OBJECTIVE: Reproduce each of the records below word for word, keeping every line as it stands.

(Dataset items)

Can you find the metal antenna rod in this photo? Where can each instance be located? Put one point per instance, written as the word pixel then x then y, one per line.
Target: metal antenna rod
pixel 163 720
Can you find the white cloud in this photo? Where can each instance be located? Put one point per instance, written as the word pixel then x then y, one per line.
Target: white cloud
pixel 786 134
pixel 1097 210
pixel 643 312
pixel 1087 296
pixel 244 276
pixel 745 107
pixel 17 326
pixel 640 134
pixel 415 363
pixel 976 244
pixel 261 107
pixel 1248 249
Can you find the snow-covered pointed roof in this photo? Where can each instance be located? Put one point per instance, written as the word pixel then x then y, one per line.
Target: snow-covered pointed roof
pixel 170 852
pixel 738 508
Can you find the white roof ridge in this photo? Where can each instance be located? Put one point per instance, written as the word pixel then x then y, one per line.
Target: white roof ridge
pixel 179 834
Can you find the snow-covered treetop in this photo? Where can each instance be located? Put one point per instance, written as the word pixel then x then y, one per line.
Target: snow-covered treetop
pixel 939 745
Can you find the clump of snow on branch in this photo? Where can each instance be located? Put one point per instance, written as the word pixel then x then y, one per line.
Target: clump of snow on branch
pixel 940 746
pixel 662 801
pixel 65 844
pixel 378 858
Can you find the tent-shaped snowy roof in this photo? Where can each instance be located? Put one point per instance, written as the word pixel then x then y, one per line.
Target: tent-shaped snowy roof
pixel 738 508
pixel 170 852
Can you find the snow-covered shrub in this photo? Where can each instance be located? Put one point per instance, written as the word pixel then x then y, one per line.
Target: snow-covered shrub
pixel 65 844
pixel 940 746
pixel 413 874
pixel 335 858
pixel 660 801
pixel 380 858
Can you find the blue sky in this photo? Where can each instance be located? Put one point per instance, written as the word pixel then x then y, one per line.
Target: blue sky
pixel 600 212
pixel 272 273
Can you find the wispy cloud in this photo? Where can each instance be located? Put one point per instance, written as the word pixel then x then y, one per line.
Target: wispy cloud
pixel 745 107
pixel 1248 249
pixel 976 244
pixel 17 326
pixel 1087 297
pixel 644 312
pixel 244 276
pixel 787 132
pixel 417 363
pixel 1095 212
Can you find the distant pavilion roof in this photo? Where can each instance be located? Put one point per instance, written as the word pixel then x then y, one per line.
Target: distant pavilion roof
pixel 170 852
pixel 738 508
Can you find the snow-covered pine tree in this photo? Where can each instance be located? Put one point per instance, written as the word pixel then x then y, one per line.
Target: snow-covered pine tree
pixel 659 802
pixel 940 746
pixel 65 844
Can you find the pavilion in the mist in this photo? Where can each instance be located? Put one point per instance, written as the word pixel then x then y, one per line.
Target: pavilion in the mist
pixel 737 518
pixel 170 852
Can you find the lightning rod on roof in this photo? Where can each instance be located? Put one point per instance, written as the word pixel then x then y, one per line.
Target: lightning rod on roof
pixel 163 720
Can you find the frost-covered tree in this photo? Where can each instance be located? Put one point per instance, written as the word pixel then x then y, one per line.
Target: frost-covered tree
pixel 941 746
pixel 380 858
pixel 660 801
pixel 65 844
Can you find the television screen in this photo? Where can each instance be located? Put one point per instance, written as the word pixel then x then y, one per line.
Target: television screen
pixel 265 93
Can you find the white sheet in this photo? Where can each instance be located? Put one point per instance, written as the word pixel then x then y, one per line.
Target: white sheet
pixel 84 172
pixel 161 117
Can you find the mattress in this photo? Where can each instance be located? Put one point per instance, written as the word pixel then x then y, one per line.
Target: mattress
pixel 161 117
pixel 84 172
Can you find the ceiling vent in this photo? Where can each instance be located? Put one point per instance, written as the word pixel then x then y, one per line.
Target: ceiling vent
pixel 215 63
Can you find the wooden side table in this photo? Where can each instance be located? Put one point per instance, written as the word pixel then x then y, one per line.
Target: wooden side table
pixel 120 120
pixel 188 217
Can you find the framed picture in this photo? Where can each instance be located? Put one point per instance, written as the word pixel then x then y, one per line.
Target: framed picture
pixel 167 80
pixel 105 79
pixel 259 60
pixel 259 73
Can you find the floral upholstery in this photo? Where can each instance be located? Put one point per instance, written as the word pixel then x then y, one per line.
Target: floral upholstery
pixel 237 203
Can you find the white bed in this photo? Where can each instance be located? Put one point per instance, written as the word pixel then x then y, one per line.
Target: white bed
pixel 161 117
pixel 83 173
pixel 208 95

EXERCISE SOLUTION:
Can you find the metal antenna rod in this photo? Where can each instance be located? Put one point per instance, written as the word pixel then x then y, one per line.
Target: metal antenna rod
pixel 163 720
Can you find the white cloud in this photo? Where can each instance be located? Put one point per instance, written as the word pixel then x then y, one per line.
Target: white cloud
pixel 786 134
pixel 1097 210
pixel 643 312
pixel 1087 296
pixel 244 276
pixel 745 107
pixel 17 326
pixel 640 134
pixel 415 363
pixel 976 244
pixel 261 107
pixel 1248 249
Can you find the snow-covered pointed roof in this photo? Where can each instance be located? Put one point per instance, written as the word pixel then x then y, one per line.
Target: snow-covered pointed roof
pixel 170 852
pixel 738 508
Can you find the white roof ridge in this photo? Where can each instance be located? Put one point per instance, written as the word pixel then x then y, one per line.
Target: white roof ridge
pixel 179 834
Can you find the snow-covered treetop in this photo? Where can each instance be located? Put one point per instance, written as the word pixel then x then y, one per line.
Target: snow-covered treetop
pixel 939 745
Can you find the clump of snow on branch in this photo? Where can each instance be located? Put one point per instance, written as the word pixel then x then y, one per line.
Target: clump of snow on branch
pixel 940 746
pixel 662 801
pixel 65 844
pixel 378 858
Can you find the tent-shaped snowy roof in this photo? Where can each instance be located? Put one point per instance, written as the word pixel then x then y, one per line.
Target: tent-shaped snowy roof
pixel 738 508
pixel 170 852
Can you find the snow-covered shrub in this photo? Where can each instance be located? Put one point per instance, written as the word pixel then x then y, one per line.
Target: snow-covered shrub
pixel 65 844
pixel 940 746
pixel 413 874
pixel 335 858
pixel 660 801
pixel 380 858
Can you find the blue sky in this photo? Where can each instance be located? Put one point per instance, written as the word pixel then x then y, one per line.
Target: blue sky
pixel 600 212
pixel 272 273
Can you find the wispy cloud in this photo? Where can each instance be located? Put one point per instance, written as the word pixel then x then y, one per line.
Target: wispy cloud
pixel 745 107
pixel 1248 249
pixel 976 244
pixel 17 326
pixel 1087 297
pixel 644 312
pixel 244 276
pixel 787 132
pixel 417 363
pixel 1095 212
Can you find the distant pavilion roof in this photo? Where can each instance be located? Put one point per instance, written as the word pixel then x then y, one per line.
Target: distant pavilion roof
pixel 170 852
pixel 738 508
Can you find the snow-covered pine tree in this photo? Where can each instance be located? Put one point per instance, written as the word pixel then x then y, one per line.
Target: snow-covered pine tree
pixel 659 802
pixel 940 746
pixel 65 844
Can you find the pavilion in the mist in this photo? Where can each instance be located? Put one point per instance, written as the word pixel then x then y, one per line.
Target: pavilion in the mist
pixel 737 518
pixel 170 852
Can you find the lightning rod on roof in this photo? Where can each instance be located? Put one point per instance, written as the word pixel then x then y, one per line.
Target: lightning rod on roof
pixel 163 720
Can you find the frost-covered tree in this photo? Where can each instance be located? Put one point per instance, written as the word pixel then x then y, one per line.
Target: frost-covered tree
pixel 941 746
pixel 380 858
pixel 660 801
pixel 65 844
Can you find the television screen in this photo? Where can each instance be located? Put one point per instance, written as the word pixel then x then y, one per line.
Target: television screen
pixel 265 93
Can you find the white sheet in this photo? Where can each instance be located? Put one point per instance, written as the word pixel then x then y, one per line.
Target: white sheet
pixel 84 172
pixel 161 117
Can you find the mattress in this photo? Where can each instance be located? Put one point per instance, written as the word pixel then x then y, one per line.
Target: mattress
pixel 161 117
pixel 84 172
Can you find the ceiling vent in this photo? Where can each instance be located? Put one point per instance, written as the word pixel then x then y, one per line.
Target: ceiling vent
pixel 215 63
Can you find the wooden side table in this photo? Where can each instance be located? Put one point per instance, written as the word pixel then x then y, one per line.
Target: wooden side table
pixel 120 120
pixel 188 217
Can you find the framed picture in this photo? Where can each instance be located? Put one point per instance, written as the word pixel then x then y, one per line.
Target: framed picture
pixel 167 80
pixel 105 79
pixel 259 60
pixel 259 73
Can you find the floral upholstery in this photo? Where can each instance be located? Put one point per instance, written as the word pixel then x then y, one per line.
Target: floral upholstery
pixel 237 203
Can you find the white bed in this photo? Where can each instance be located? Put one point per instance, written as the word pixel then x then y, one per line.
Target: white bed
pixel 161 117
pixel 83 173
pixel 208 95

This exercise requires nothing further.